Para la oligarquía gobernante (mal llamada casta, porque la casta tiene sangre, herencia, carácter) lo importante es negociar incluso lo innegociable, pastelear y arreglar con tantos por ciento lo que ya sólo tiene remedio por la fuerza. Ni siquiera se les puede amenazar con eso de que tendrán guerra y tendrán deshonor, porque hace mucho que el honor es una curiosidad arqueológica entre nuestros dirigentes y el enemigo no necesita de la guerra para obtener sus objetivos políticos. Supongamos que el Gobierno supera la crisis y mantiene a Cataluña dentro de España, ¿cuánto tiempo tardará en llegar el siguiente desafío? ¿Qué precio se habrá pagado por esa tregua? Si no hay honor, por lo menos tengamos la guerra y ganémosla. Somos los más fuertes y tenemos la razón de nuestro lado. Basta con no ceder, con no negociar, con mantener una intolerancia sagrada frente a la anti-España. Si hay que llenar las cárceles, llenémoslas.
Nuestra caballería usaba un toque llamado a degüello, su sonido anunciaba que no se admitía ni se daba cuartel; supongo que ahora que somos cipayos de la OTAN se habrá suprimido. Sea como sea, los tiempos vienen recios y es hora de que los traidores y los cobardes se enteren de que no habrá piedad con ellos si rompen España, de que tendrán que rendir cuentas. Empiezan a sonar los clarines con tonos funestos y no podemos tolerar que nos maten a la patria, porque después de Cataluña vendrán Vasconia, Galicia, Navarra y quién sabe cuántas más taifas y cantones mientras España se desploma como un castillo de naipes. Y si España cae, no habrá «Uropa» que valga, nos convertiremos todos en miniestados insignificantes a los que cualquier potencia de segundo orden podrá pisotear. Cuando una nación no se respeta a sí misma, difícilmente la respetarán las demás. Hoy somos una minoría los que nos negamos a ver morir a España entre la indiferencia aborregada de nuestros compatriotas. Quizás España muera. Quizás lo merezca. Quizás sufra la terrible humillación de ser descabellada por un Puigdemont, por un Junqueras, por un Iglesias, por un Sánchez, por una cuadrilla de subalternos que ni siquiera sabrán manejar con habilidad la puntilla. Aun así, todavía el viejo toro hispano puede alzarse y espantar a sus viles matarifes.
Toquemos a degüello: que los traidores y los cobardes paguen su crimen de lesa patria.

Tarea a realizar =
Responde estas preguntas sobre el texto de estudio de arriba:
1. ¿Qué dice el texto que es «una curiosidad arqueológica entre nuestros dirigentes»?
2. ¿Qué anunciaba el sonido del toque llamado a degüello?
3. ¿Qué tres territorios menciona el texto como los que vendrán después de Cataluña?

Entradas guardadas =
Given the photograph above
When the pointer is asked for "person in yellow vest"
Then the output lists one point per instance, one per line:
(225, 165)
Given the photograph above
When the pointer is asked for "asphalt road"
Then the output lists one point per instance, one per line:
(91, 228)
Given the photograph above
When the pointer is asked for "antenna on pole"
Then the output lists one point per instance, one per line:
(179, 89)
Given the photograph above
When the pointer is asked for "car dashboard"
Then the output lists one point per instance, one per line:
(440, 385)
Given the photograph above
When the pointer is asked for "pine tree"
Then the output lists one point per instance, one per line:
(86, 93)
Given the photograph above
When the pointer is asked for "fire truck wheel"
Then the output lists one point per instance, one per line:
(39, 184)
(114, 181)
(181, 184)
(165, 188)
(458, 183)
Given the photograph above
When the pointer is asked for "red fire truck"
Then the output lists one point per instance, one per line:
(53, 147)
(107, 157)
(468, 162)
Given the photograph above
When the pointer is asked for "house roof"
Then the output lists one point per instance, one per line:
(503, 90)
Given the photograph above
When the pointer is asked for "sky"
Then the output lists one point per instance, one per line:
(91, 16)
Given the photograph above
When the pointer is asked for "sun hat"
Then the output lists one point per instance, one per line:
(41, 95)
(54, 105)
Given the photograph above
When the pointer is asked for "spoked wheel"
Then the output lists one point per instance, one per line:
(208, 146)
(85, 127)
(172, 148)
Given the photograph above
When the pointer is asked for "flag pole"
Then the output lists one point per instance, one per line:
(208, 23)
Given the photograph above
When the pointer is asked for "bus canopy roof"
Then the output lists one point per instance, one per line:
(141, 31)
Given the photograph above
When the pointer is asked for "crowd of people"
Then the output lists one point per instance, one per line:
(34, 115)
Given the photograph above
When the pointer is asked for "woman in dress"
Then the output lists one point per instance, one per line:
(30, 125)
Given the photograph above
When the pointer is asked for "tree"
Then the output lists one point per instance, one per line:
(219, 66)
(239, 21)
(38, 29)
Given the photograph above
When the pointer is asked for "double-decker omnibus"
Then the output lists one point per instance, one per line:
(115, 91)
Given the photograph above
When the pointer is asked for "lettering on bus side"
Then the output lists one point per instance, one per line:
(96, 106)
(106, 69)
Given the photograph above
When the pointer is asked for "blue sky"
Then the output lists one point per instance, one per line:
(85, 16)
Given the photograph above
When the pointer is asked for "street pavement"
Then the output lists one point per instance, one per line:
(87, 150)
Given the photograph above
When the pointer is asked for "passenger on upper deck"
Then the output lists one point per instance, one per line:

Respuesta =
1. El honor.
2. Que no se admitía ni se daba cuartel.
3. Vasconia, Galicia y Navarra.